The Otto von Guericke University Magdeburg (Otto-von-Guericke-Universität Magdeburg ; OVGU) is a public research university founded in 1993 and located in Magdeburg, the capital city of Saxony-Anhalt, Germany. The university has about 13,000 students across nine faculties.

The university is named after the physicist and former mayor of Magdeburg Otto von Guericke. The main research areas of the university are in the process engineering, neurosciences, biosystems technology, disease prevention, automotive research, digital engineering and renewable energies.

One of the best-known alumni and professors is the Leibniz Prize winner Axel Ockenfels.

==History==
The university was founded in 1993 and is therefore one of the youngest universities in Germany. The roots of the university lie in the three higher education institutions that previously existed in the city of Magdeburg: Technical University, University of Education and Medical Academy. Due to the three predecessor institutions, there are still three campuses today: "Universitätsplatz", "Universitätsklinikum" and "Zschokkestrasse". Since 2022, Otto von Guericke University has been part of the European university network "EU Green" along with eight other universities. This is intended to promote international cooperation in order to adequately meet future social challenges.

== Academics ==
=== Faculties ===
- Faculty of Computer Science (FIN)
- Faculty of Economics and Management (FWW)
- Faculty of Humanities, Social Sciences and Education (FHW)
- Faculty of Mathematics (FMA)
- Faculty of Medicine (FME)
- Faculty of Natural Sciences (FNW)
- Faculty of Mechanical Engineering (FMB)
- Faculty of Process and Systems Engineering (FVST)
- Faculty of Electrical Engineering and Information Technology (FEIT)

=== Rankings ===

In the Times Higher Education World University Rankings of 2024, the university is placed at 601–800 globally and 46–48 within the country.In the 2026 Times Higher Education World University Rankings, Otto von Guericke University Magdeburg was placed in the 601–800th bracket.

## Try it
Write the next part of the text on Otto von Guericke University Magdeburg, picking up after its last sentence. The listing has nothing to do with the university text.

## Data
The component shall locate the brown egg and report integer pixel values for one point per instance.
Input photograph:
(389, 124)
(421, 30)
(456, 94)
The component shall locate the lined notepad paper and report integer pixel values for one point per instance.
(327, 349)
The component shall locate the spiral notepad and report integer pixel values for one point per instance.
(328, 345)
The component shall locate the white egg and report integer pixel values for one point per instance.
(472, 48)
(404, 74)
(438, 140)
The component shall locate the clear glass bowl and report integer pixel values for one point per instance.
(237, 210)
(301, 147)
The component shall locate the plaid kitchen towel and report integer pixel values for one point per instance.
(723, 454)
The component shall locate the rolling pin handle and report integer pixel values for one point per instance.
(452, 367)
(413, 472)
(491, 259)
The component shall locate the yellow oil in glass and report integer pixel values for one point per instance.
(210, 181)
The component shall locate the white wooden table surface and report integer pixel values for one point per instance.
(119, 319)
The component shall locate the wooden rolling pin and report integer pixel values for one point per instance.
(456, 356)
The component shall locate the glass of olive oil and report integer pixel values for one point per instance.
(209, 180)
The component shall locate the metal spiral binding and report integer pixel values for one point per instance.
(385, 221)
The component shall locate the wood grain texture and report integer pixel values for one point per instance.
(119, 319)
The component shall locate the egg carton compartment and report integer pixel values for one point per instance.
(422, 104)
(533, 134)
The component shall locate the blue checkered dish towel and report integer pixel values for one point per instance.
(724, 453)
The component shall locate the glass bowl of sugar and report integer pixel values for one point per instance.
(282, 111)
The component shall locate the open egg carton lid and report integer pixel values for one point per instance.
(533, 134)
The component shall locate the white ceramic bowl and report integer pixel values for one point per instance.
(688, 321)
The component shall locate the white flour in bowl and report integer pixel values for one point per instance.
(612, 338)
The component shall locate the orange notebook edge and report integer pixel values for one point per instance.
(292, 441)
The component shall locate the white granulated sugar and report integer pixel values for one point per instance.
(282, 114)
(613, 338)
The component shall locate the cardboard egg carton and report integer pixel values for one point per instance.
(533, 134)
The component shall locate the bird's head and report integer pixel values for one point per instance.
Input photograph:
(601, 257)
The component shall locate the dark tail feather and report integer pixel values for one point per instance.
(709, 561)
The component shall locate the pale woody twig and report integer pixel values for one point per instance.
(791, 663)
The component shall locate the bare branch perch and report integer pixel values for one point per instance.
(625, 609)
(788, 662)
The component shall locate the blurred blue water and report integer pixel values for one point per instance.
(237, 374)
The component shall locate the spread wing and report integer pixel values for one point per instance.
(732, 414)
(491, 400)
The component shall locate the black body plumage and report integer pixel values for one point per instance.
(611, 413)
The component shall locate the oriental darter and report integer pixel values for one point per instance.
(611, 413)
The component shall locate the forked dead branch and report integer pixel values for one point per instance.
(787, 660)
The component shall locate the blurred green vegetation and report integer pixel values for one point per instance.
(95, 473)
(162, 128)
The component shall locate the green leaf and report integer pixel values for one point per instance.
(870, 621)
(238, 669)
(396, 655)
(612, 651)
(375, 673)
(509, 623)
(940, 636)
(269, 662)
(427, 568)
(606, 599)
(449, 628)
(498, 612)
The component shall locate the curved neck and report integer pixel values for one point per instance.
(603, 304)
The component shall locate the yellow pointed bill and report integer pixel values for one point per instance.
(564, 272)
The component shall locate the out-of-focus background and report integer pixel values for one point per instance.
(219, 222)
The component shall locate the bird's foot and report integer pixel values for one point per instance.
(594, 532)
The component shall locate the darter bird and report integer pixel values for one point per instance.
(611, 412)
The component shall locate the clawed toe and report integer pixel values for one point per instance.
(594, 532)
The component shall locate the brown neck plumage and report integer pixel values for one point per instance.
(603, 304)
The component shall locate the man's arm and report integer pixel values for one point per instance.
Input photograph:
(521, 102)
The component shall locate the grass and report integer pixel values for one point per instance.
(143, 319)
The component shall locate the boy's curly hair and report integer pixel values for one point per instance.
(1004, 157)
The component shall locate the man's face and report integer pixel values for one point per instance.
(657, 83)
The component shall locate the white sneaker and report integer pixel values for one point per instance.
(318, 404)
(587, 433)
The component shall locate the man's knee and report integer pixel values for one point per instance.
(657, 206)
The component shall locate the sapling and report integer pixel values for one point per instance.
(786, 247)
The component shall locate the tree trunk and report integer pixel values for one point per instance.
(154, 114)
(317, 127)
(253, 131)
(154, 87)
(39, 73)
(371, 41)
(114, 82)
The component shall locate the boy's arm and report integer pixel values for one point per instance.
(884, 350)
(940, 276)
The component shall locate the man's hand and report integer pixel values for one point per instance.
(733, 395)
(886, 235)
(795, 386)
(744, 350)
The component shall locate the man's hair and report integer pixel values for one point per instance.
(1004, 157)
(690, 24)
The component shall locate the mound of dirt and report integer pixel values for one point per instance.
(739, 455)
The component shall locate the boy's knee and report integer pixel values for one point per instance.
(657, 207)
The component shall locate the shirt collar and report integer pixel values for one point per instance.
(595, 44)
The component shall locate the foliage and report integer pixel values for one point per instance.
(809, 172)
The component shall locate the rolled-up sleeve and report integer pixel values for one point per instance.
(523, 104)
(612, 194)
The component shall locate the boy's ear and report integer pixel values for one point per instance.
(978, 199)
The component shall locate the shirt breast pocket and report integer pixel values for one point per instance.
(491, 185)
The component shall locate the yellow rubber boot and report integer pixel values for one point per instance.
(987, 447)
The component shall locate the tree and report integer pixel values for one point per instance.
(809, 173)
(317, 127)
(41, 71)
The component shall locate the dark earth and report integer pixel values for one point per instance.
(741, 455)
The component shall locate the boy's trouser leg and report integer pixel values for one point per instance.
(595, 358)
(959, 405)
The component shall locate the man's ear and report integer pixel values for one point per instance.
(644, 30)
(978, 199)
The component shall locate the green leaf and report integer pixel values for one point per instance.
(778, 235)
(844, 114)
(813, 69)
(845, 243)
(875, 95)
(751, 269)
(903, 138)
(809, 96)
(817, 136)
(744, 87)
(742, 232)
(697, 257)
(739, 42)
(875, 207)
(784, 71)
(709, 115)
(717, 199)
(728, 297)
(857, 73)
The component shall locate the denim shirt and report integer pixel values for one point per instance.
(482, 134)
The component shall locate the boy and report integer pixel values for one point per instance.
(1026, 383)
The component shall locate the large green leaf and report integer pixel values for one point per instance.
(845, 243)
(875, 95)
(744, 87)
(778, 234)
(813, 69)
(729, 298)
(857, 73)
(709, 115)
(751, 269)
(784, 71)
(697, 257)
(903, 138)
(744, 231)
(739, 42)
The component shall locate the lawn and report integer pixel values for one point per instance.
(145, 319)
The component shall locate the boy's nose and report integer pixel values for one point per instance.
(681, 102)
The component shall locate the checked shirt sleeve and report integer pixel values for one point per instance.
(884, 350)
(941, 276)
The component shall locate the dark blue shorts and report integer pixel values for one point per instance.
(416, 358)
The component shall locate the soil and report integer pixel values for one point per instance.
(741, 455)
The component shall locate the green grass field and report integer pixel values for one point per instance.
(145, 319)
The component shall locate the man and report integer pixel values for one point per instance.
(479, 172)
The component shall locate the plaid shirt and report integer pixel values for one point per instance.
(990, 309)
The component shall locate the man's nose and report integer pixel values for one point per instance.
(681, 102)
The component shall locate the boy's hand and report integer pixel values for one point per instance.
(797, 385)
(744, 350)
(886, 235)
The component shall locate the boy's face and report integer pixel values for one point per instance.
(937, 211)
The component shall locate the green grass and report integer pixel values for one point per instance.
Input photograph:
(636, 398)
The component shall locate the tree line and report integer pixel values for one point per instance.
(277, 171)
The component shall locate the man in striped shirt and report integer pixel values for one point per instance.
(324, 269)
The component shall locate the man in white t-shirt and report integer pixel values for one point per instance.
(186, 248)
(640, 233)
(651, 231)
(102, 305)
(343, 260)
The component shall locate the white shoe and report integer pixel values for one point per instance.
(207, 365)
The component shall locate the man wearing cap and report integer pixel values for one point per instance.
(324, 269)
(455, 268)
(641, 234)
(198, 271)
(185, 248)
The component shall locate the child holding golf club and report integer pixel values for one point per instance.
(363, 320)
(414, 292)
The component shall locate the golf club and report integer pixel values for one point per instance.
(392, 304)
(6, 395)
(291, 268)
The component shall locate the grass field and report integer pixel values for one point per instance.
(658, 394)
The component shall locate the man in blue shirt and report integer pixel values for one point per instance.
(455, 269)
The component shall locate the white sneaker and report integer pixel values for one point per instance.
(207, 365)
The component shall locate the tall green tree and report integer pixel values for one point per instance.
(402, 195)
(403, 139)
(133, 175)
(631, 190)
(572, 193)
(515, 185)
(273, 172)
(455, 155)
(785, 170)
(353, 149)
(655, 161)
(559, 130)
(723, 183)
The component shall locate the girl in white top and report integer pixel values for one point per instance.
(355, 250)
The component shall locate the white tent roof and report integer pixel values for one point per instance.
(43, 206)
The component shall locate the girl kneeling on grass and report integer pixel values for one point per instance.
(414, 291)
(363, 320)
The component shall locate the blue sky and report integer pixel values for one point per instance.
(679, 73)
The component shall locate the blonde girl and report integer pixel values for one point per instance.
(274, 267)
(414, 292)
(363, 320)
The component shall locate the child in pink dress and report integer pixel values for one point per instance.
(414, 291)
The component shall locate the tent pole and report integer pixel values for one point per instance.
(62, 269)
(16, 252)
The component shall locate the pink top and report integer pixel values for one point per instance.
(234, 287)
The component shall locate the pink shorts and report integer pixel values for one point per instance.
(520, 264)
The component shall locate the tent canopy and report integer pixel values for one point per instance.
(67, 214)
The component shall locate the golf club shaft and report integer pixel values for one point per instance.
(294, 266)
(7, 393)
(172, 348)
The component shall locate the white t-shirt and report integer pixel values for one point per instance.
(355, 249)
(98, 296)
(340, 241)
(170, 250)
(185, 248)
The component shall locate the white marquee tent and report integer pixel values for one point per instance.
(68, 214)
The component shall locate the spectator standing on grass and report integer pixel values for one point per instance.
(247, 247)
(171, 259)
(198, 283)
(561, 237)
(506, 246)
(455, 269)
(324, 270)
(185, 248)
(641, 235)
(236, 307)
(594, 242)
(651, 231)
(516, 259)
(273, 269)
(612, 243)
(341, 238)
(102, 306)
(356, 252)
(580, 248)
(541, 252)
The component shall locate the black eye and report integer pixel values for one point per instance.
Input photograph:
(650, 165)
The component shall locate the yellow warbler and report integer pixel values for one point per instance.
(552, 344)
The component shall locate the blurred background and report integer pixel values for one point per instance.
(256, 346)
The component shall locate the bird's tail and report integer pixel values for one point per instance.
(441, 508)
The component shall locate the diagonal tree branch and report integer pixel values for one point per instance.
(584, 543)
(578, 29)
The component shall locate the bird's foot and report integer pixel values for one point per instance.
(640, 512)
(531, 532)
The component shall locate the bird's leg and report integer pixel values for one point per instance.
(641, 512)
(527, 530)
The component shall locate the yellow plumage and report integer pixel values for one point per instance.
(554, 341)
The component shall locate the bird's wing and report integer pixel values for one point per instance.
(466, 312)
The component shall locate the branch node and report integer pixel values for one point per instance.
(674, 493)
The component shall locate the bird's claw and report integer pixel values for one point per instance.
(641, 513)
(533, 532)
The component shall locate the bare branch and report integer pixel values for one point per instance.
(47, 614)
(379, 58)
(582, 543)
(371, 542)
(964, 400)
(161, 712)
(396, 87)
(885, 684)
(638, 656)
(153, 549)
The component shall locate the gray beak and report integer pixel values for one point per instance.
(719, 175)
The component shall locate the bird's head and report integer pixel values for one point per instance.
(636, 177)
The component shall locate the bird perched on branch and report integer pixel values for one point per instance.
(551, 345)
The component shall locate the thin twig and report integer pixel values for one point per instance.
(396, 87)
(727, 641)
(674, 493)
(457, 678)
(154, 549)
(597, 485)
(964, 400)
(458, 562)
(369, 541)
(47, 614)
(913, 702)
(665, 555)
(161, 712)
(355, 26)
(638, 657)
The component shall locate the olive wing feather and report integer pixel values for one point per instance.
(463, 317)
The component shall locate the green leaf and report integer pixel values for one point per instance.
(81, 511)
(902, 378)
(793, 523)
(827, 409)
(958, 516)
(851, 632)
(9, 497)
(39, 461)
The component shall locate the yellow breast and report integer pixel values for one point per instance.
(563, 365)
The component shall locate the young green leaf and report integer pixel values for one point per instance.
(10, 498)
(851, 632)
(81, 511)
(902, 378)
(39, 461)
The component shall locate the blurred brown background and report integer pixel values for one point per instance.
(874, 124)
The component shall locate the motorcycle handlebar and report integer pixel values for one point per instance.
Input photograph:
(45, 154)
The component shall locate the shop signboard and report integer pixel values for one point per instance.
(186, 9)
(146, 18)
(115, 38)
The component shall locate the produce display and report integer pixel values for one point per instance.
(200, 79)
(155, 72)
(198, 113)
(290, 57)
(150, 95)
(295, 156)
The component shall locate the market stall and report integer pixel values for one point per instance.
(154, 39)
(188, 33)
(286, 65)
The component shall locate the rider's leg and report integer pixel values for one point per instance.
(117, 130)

## Task response
=== IKUS ===
IKUS is an inter-cultural association for international students. It contributes to cultural synergies between the countries. Students actively participate in and celebrate cultural festivals frequently. A large number of foreign students organize the days for each country.

=== MIPS ===
MIPS (Magdeburg International PhD Students) is the network for international PhD students at OvGU. This association helps to create and enhance the contact between international PhD students in order to promote the social and academic integration of young scientists. MIPS offers support and advice in various areas, e.g. to learn about Magdeburg and the German language, to give information about scholarships and job opportunities.

==Studentenwerk Magdeburg==
Studentenwerk Magdeburg is a student organization which provides a mensa (canteen) and dormitories for students. There are more than 10 dormitories near or on the university's campus.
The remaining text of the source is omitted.